Records provided
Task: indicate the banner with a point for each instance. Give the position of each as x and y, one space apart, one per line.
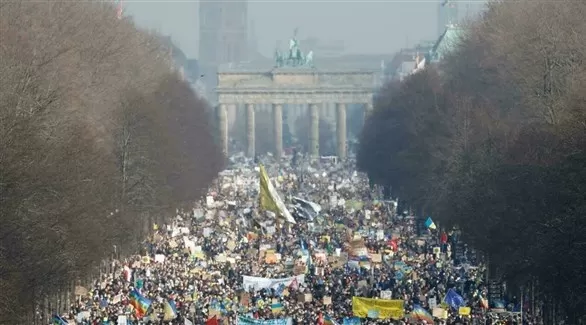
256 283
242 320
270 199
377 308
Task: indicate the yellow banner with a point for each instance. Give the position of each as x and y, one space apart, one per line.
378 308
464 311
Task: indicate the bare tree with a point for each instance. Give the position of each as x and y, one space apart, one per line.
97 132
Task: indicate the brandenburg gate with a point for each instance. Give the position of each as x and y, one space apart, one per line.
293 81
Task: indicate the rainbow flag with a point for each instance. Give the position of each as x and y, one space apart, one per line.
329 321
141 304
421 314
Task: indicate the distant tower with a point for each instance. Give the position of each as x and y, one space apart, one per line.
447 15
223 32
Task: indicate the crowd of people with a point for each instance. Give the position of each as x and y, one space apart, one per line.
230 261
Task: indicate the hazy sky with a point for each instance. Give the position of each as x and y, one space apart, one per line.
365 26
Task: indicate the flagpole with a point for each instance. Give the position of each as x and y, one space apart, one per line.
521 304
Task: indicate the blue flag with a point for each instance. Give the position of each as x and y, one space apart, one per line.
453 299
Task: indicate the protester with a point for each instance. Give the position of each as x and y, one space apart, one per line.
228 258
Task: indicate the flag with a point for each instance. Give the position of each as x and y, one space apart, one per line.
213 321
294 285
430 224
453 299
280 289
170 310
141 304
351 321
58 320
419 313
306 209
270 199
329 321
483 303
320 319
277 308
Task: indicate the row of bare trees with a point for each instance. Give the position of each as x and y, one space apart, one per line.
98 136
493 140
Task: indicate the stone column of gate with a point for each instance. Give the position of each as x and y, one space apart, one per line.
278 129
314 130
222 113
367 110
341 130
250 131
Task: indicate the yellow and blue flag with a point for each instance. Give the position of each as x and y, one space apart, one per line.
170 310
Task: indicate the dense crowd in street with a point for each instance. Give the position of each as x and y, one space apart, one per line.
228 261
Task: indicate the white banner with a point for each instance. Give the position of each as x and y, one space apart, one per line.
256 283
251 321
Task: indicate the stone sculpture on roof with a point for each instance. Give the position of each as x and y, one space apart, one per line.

What is needed
Turn the lines above into a JSON list of strings, one string per line, with blank lines and the picture omitted.

Output for this exercise
[
  "Task: indicate the banner with a point for each instance. Give the position of each as x and y, one space apart, one per line.",
  "256 283",
  "242 320",
  "270 199",
  "377 308",
  "Task: indicate the yellow banner with a point for each instance. Give the position of each as x and y, one space apart, one per line.",
  "378 308",
  "464 311",
  "Task: indicate the bare tree with a point for each instance. Give the position of each as x and y, one space apart, one per line.",
  "97 132",
  "Task: indicate the brandenburg gate with a point for each instance. Give the position of each as x and y, one space apart, one per line.",
  "293 81",
  "Task: indicate the rainbow flag with a point for each instance. Give the position of each as x and y, one space apart, one per line.",
  "329 321",
  "141 304",
  "421 314",
  "Task: indicate the distant tower with a point for each instance. Give the position of each as x and y, one space apart, one per line.",
  "447 15",
  "223 32",
  "Task: indicate the crowd of people with a point for each instance. Give the position of each as x and y, one space apart, one per line.",
  "230 261",
  "Task: indicate the hazy sky with a point for each instance. Give the position of each as x and y, one space apart, one per line.",
  "365 26",
  "Task: indicate the flagpole with a point for each instance. Give the position of each as x and y, one space apart, one per line.",
  "521 304",
  "Task: indicate the blue flag with a point for each instance. Give the position of each as x and y, one space apart, one per line.",
  "453 299",
  "Task: indicate the protester with a point for each instance. Give the position of each as x and y, one space apart, one per line.",
  "228 258",
  "Task: indicate the flag with a point for each instance. Give the position of each as x and y, one space apart, one per line.",
  "213 321",
  "294 285",
  "430 224",
  "453 299",
  "280 289",
  "170 310",
  "141 304",
  "351 321",
  "58 320",
  "419 313",
  "306 209",
  "270 199",
  "329 321",
  "483 303",
  "320 319",
  "277 308",
  "Task: indicate the row of bare trees with a point for each instance. Give the position of each as x and y, one space apart, one per line.",
  "98 136",
  "493 140",
  "Task: indicate the stone column of gate with a point for each instance. Give the position of each as x and y, one space apart, one per line.",
  "278 129",
  "314 130",
  "222 113",
  "367 110",
  "341 130",
  "250 131",
  "Task: indicate the yellow and blue flag with a point for each instance. Give the position of each as x and y, one space apart, one per line.",
  "170 310",
  "Task: indicate the dense crowd in street with a point for each instance. Give the position of each as x and y, one space apart, one per line.",
  "228 261",
  "Task: indicate the white banner with a point for each instance. Give the position of each as x and y, one space apart, one per line.",
  "256 283",
  "251 321",
  "Task: indicate the stone sculpture on roof with a point for each instance. Give the position of each as x and y, one space apart, one per line."
]